◆ **Challenge**: Could you copy out the entries below, word for word, from the line with "Would you be able to determine the whereabouts of the navy" up to and including the line with "[498,295,581,372]"?

◆ **Task input**:
──────────────────────────────

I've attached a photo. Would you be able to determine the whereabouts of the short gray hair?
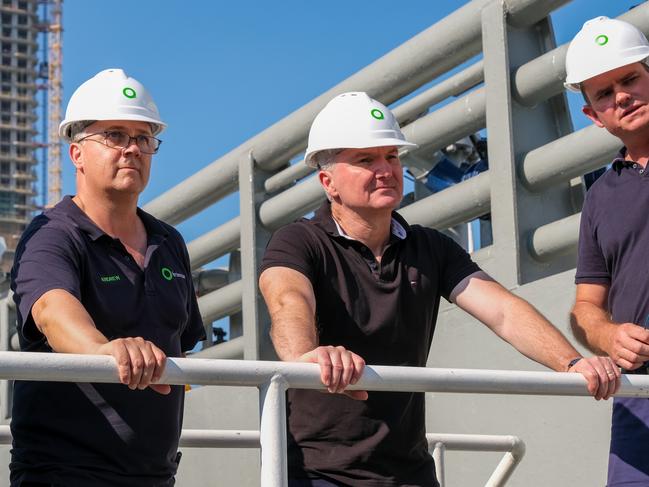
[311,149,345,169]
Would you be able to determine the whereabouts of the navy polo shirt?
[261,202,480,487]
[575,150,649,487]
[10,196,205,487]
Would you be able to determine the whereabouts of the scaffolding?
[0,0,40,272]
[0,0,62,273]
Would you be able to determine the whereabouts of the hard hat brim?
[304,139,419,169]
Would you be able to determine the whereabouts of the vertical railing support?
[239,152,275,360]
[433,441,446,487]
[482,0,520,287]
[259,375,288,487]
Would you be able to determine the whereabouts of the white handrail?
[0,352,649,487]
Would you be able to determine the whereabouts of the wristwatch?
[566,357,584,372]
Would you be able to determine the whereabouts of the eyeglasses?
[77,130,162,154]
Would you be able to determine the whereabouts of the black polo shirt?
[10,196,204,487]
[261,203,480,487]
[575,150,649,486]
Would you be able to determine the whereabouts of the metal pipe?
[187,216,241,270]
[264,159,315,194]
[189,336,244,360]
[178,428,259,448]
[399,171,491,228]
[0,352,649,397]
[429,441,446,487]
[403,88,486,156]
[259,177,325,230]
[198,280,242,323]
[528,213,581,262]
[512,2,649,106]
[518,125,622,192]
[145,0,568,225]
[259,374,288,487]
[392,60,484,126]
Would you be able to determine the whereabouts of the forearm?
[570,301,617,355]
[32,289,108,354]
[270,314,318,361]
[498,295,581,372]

──────────────────────────────

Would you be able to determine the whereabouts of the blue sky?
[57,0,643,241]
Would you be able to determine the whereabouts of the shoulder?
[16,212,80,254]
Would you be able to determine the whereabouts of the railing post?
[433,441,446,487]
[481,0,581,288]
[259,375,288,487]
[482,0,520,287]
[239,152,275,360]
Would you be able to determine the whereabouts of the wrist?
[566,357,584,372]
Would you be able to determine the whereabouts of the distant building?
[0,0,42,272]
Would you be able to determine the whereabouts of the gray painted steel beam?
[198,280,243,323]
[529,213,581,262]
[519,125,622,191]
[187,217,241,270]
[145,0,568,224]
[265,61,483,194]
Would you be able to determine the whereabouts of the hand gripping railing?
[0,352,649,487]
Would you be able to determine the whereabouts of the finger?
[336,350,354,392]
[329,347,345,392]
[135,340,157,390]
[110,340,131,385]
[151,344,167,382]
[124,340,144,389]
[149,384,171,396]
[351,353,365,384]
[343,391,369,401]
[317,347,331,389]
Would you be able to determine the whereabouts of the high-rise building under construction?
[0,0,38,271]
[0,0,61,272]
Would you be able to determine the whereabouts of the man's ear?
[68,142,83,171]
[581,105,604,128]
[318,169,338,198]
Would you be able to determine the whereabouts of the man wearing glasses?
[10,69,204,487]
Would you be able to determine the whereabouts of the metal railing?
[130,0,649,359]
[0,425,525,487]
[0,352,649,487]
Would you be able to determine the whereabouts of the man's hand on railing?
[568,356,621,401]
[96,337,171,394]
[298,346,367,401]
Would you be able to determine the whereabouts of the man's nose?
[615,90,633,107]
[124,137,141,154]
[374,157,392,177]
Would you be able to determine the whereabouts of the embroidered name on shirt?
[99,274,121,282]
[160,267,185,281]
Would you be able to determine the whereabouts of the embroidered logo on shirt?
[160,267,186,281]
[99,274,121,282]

──────────────────────────────

◆ **Solution for this exercise**:
Would you be able to determine the whereabouts of the navy polo shirt?
[261,202,480,487]
[575,150,649,487]
[10,196,205,487]
Would you be able to determine the whereabouts of the scaffolding?
[0,0,40,272]
[0,0,62,273]
Would you be able to determine the whereabouts of the hard hat brim?
[304,139,419,169]
Would you be able to determine the whereabouts of the vertical railing support?
[239,152,275,360]
[433,441,446,487]
[482,0,520,287]
[259,375,288,487]
Would you be able to determine the whereabouts of the white handrail?
[0,352,649,487]
Would you be able to determine the whereabouts of the wristwatch?
[566,357,584,372]
Would you be able to determine the whereabouts of the eyeglasses?
[77,130,162,154]
Would you be able to determine the whereabouts of the black polo shirt?
[10,196,204,487]
[261,203,480,487]
[575,150,649,486]
Would you be able to determine the whereabouts of the metal pipe?
[187,216,241,270]
[264,159,315,194]
[189,336,244,360]
[178,428,259,448]
[399,171,491,228]
[0,352,649,397]
[429,441,446,487]
[403,88,486,156]
[259,177,325,230]
[198,280,242,323]
[528,213,581,262]
[512,2,649,106]
[518,125,622,192]
[145,0,568,225]
[259,374,288,487]
[392,60,484,126]
Would you be able to determine the whereabouts of the forearm?
[570,301,617,355]
[32,289,108,354]
[270,314,318,361]
[498,295,581,372]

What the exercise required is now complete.